» **WHAT YOU ARE ASKED TO DO**: Give the line with "Query: stone pedestal" again, along with every line below it to the end of the records, word for word.

##########

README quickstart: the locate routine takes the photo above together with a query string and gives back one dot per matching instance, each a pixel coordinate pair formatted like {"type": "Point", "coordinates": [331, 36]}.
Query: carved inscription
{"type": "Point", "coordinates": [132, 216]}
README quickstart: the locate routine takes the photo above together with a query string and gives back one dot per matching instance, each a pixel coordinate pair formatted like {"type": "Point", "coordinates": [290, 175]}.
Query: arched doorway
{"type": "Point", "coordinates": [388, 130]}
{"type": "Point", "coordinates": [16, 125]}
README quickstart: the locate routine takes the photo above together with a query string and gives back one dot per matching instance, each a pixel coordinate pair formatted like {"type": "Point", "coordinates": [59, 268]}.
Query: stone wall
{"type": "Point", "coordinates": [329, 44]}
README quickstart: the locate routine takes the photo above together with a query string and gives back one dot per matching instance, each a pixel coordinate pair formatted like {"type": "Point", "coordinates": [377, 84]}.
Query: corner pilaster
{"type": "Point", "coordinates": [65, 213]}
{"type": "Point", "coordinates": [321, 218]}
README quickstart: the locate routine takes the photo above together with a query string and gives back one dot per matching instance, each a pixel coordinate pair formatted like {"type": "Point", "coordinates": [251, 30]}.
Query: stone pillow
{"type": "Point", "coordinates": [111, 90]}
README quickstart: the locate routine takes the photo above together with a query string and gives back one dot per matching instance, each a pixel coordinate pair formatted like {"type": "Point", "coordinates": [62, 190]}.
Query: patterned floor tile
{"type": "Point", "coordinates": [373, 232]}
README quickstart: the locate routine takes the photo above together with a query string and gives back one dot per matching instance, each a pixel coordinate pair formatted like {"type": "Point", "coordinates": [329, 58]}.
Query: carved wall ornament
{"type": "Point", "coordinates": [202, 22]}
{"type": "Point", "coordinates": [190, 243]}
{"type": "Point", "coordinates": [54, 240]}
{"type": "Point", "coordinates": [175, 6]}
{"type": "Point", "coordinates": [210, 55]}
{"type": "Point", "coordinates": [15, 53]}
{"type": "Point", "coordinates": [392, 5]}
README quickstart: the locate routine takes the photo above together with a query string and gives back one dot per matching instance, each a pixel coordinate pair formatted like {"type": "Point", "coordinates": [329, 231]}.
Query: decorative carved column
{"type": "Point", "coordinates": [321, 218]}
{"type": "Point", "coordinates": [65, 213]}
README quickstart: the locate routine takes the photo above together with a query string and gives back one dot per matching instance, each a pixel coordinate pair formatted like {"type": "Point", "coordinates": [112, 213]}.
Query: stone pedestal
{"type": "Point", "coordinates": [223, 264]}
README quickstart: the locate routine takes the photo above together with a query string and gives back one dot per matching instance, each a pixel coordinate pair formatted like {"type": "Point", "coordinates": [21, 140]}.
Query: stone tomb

##########

» **SOLUTION TO THIS PROBLEM**:
Query: stone pedestal
{"type": "Point", "coordinates": [223, 264]}
README quickstart: the locate routine takes the photo above together with a query string and gives back one dot per matching instance, each a pixel coordinate pair formatted like {"type": "Point", "coordinates": [21, 140]}.
Query: stone tomb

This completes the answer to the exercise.